## Begin

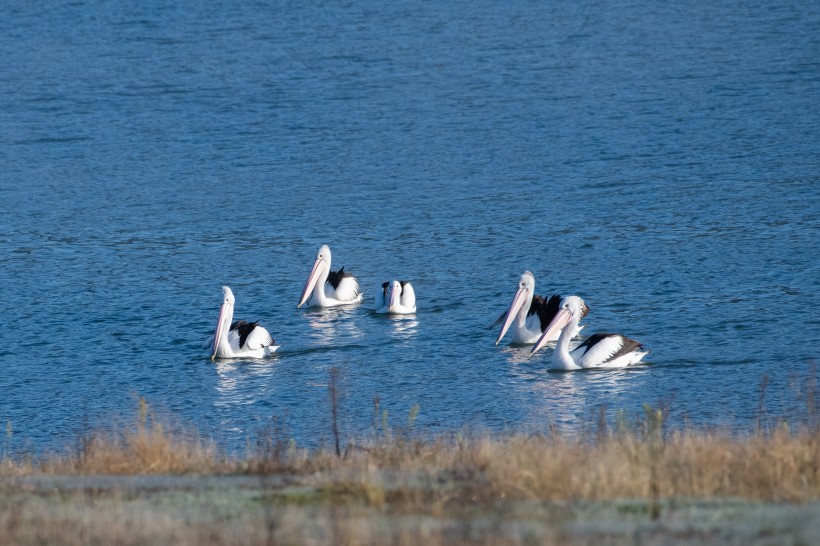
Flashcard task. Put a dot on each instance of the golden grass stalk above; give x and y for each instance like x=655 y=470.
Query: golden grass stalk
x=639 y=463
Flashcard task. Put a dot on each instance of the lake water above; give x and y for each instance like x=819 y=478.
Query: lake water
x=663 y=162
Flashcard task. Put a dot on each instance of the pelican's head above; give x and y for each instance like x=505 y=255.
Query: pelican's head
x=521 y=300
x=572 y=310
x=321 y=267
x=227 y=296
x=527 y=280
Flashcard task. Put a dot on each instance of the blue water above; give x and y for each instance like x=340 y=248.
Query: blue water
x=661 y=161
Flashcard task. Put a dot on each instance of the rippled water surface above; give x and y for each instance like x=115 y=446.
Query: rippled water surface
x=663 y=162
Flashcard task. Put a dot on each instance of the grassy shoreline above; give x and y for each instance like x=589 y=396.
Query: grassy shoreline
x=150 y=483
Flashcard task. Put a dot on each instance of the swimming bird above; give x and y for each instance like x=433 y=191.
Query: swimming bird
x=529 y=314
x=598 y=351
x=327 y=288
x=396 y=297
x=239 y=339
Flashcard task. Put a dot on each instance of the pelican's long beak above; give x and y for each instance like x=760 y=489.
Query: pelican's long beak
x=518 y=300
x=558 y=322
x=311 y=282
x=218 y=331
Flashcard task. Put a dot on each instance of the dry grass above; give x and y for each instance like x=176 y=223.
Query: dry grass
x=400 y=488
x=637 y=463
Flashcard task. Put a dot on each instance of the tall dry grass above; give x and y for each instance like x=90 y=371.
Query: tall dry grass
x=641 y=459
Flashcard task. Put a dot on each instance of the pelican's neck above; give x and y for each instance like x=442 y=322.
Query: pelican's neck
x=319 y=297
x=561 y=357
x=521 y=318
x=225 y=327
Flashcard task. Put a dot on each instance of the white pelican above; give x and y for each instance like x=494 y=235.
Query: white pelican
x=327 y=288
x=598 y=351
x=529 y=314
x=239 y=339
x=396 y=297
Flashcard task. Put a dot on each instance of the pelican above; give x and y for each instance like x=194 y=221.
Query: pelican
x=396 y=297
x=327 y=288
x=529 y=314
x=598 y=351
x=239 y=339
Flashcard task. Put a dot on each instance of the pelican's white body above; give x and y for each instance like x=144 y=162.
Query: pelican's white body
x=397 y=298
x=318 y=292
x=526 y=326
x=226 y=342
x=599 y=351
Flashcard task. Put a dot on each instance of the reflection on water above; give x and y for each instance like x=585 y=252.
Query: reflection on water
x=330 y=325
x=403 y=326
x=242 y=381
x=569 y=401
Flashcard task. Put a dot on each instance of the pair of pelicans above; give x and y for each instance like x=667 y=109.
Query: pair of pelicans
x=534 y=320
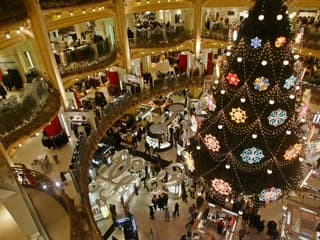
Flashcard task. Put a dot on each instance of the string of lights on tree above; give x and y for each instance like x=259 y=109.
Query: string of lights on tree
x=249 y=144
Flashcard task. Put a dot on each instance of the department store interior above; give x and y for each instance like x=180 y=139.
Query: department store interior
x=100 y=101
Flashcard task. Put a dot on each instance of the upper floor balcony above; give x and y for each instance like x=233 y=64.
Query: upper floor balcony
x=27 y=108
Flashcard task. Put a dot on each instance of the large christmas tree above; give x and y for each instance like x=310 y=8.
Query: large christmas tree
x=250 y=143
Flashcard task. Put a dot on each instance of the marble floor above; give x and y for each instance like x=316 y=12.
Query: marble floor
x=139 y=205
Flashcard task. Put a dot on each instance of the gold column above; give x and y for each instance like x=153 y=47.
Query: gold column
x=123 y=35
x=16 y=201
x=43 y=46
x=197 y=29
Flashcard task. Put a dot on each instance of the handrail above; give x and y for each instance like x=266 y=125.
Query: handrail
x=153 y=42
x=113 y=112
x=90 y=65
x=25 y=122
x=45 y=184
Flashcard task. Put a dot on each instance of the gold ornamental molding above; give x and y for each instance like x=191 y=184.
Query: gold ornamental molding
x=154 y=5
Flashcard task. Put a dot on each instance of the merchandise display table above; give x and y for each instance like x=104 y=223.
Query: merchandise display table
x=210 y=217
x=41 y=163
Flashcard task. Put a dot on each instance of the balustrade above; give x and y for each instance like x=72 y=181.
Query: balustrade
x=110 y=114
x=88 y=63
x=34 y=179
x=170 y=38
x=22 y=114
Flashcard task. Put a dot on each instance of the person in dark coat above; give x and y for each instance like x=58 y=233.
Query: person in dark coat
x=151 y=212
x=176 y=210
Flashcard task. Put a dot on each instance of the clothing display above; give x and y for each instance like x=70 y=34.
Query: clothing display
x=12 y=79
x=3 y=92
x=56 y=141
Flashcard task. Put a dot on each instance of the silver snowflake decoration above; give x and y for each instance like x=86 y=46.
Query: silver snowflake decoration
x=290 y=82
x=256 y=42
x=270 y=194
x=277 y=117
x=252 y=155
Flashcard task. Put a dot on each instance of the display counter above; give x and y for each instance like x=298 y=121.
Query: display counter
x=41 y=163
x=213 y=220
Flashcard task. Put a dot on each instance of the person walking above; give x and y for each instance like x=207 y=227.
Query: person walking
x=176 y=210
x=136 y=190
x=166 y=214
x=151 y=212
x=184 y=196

## End
## Begin

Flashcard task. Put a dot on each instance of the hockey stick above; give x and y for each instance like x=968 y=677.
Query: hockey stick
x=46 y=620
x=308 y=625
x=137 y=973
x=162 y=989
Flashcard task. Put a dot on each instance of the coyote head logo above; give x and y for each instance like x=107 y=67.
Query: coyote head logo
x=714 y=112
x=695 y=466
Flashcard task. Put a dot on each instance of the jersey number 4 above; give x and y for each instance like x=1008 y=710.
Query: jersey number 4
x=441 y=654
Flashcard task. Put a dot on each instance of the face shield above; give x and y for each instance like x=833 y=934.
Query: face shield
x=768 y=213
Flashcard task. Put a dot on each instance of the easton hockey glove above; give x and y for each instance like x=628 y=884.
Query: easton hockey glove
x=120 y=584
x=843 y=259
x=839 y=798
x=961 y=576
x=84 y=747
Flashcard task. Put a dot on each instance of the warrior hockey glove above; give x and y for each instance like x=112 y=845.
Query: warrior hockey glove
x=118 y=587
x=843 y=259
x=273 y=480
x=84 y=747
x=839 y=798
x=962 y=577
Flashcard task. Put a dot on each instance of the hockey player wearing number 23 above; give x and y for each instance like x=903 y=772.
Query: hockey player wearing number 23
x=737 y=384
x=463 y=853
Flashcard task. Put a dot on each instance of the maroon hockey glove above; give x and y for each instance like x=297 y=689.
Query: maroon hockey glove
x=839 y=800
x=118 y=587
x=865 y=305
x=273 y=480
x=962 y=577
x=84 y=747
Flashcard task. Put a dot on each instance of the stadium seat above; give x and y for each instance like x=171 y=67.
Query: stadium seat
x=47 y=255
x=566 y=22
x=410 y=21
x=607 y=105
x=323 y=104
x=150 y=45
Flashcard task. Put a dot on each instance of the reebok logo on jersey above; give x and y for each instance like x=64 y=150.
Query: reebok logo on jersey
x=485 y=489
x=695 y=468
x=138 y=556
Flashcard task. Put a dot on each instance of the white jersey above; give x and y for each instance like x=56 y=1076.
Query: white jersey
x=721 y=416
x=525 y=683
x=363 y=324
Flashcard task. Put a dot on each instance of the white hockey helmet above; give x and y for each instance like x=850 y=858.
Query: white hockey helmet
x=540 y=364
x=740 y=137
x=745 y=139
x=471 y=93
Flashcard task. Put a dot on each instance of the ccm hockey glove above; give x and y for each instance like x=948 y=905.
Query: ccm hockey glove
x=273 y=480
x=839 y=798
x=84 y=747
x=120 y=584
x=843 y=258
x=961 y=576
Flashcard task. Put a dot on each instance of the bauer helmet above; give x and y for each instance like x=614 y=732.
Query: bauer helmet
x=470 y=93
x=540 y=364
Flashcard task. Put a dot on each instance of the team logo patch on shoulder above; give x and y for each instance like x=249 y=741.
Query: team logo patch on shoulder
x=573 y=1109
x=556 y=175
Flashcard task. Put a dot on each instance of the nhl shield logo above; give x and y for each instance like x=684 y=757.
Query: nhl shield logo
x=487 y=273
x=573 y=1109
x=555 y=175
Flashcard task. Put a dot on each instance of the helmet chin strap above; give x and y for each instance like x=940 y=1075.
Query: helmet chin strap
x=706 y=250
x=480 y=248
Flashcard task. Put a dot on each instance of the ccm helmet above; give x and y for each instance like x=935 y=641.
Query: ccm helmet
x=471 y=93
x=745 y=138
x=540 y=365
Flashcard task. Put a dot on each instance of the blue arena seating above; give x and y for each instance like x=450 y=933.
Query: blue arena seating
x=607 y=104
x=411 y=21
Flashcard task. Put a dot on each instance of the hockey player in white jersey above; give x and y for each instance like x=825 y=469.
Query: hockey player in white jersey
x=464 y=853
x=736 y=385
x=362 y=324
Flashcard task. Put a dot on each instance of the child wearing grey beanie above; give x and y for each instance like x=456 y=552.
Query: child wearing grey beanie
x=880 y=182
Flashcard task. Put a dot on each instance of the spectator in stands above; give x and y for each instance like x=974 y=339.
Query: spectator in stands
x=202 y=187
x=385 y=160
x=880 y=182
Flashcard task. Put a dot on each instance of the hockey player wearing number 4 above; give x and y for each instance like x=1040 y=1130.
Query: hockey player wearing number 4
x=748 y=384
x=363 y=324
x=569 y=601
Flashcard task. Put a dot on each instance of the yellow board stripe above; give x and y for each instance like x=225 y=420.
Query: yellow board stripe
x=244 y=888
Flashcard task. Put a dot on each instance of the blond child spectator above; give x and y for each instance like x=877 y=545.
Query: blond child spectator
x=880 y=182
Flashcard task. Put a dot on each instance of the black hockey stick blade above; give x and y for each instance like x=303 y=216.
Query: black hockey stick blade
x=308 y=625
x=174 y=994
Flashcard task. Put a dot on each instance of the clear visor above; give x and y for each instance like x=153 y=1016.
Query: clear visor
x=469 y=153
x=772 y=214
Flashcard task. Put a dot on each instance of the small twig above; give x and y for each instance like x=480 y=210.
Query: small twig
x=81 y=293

## End
## Begin

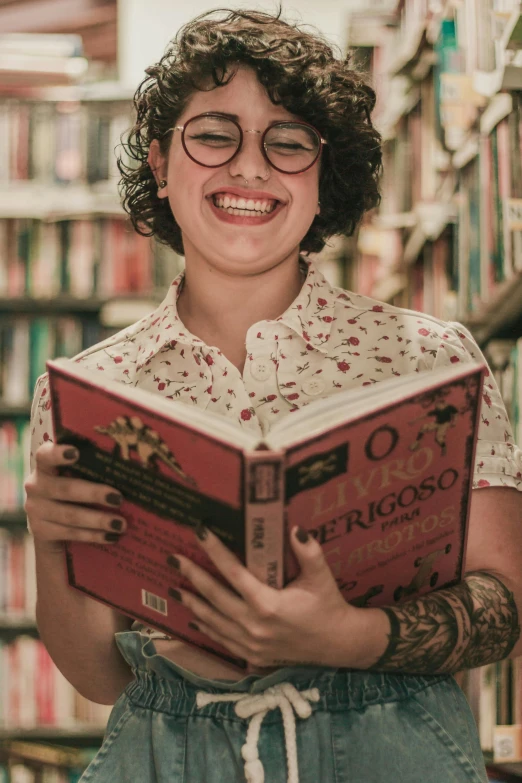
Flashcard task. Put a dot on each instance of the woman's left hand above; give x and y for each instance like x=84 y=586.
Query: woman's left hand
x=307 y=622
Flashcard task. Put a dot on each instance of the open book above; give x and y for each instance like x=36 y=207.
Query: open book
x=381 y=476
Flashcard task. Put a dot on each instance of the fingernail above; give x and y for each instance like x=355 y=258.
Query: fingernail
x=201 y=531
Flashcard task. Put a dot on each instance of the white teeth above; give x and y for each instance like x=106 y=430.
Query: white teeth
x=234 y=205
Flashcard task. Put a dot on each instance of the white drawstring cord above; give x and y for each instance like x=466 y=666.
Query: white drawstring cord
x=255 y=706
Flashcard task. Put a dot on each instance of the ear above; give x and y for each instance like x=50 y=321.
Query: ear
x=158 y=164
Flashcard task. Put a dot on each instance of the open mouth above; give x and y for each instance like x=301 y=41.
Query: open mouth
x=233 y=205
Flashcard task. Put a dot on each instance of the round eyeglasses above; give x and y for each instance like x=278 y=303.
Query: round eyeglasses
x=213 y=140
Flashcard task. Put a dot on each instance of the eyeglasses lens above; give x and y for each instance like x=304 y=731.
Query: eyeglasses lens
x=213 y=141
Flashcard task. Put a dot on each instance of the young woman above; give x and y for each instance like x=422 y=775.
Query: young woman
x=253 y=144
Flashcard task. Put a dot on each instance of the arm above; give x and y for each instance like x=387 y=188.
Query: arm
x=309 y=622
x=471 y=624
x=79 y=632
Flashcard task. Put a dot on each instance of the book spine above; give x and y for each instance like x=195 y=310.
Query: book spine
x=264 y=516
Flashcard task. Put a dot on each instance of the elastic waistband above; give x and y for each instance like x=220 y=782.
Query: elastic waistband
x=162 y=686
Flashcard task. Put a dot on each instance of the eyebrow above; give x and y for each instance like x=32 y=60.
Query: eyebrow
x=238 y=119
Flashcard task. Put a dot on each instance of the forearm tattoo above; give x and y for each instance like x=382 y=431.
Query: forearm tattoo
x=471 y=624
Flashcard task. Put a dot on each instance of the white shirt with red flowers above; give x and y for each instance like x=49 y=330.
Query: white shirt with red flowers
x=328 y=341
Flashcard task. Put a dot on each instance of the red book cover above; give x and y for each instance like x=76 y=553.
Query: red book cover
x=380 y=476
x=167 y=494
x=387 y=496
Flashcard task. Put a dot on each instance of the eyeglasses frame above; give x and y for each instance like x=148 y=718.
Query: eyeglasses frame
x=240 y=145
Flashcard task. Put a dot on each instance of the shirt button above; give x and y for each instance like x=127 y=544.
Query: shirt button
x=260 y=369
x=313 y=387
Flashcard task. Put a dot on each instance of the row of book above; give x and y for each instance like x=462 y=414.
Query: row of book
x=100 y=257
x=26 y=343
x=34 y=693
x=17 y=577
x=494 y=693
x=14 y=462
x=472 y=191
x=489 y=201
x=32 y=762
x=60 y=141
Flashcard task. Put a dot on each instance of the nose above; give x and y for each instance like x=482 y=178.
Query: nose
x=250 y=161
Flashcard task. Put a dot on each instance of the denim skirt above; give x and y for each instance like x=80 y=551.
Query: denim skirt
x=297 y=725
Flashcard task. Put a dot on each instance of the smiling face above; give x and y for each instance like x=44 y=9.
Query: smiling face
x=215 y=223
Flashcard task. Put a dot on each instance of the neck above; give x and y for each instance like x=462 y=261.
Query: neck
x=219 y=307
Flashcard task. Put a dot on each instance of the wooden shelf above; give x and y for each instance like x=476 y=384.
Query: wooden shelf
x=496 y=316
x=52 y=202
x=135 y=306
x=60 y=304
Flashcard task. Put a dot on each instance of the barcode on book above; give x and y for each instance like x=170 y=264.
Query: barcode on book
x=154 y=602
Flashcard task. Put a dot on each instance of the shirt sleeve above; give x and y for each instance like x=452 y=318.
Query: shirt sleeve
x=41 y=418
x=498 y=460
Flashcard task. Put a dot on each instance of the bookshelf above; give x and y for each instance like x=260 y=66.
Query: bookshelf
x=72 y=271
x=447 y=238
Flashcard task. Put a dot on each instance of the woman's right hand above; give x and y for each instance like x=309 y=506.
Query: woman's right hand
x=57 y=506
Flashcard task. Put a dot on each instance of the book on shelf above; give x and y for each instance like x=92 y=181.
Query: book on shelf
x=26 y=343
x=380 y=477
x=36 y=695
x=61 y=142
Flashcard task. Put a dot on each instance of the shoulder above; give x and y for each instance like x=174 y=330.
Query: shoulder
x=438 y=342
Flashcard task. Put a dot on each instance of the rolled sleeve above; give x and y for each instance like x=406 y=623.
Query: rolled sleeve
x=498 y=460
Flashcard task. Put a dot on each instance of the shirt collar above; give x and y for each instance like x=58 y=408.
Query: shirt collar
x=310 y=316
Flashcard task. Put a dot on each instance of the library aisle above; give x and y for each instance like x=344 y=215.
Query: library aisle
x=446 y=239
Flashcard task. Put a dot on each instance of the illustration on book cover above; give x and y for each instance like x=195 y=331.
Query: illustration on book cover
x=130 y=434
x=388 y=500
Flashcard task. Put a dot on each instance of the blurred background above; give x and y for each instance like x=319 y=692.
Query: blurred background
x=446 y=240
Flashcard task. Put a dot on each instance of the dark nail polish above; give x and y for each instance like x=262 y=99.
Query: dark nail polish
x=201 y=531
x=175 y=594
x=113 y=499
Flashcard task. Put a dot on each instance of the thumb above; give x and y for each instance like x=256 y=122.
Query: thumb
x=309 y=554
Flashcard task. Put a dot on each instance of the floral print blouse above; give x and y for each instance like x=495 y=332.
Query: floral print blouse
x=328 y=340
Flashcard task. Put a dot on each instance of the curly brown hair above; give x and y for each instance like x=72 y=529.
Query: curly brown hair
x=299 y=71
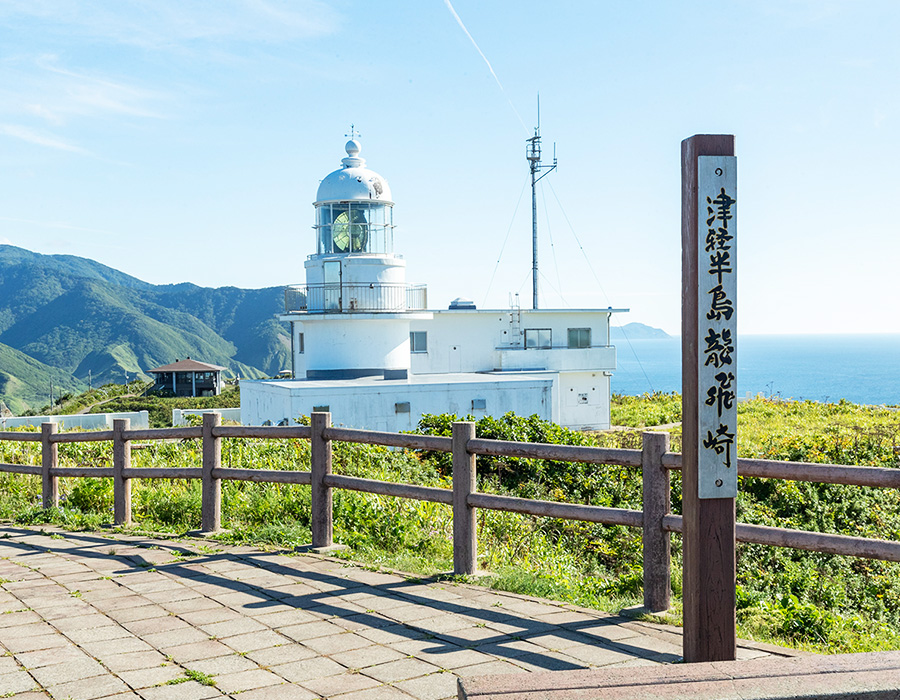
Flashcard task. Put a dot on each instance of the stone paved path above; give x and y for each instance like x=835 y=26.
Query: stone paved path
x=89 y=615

## End

Task requirements - Reproduce verbatim every line above, from the line containing "like x=450 y=933." down to the line containing "x=569 y=601", with both of those lines included.

Exercise solution -
Flashcard task. Put a dot on each instance of the blue arena seating above; give x and y for each instance like x=450 y=933.
Query: blue arena seating
x=607 y=104
x=411 y=21
Flashcard task. Put a dot on each instance of the hockey player in white jersey above; give x and y for each instance like x=825 y=469.
Query: hockey player in white jersey
x=464 y=853
x=736 y=385
x=362 y=324
Flashcard task. Put a dot on each instance of the child wearing grey beanie above; give x and y for each instance like x=456 y=552.
Query: child wearing grey beanie
x=880 y=182
Flashcard task. Put a dot on each instance of the spectator in stands above; give x and y for each instance like x=974 y=339.
Query: spectator in stands
x=202 y=187
x=385 y=160
x=880 y=182
Flashcard task. Put a dot on each instance of the hockey player wearing number 4 above; give x and y for each instance like x=1040 y=1130.
Query: hockey player wearing number 4
x=748 y=384
x=363 y=324
x=569 y=601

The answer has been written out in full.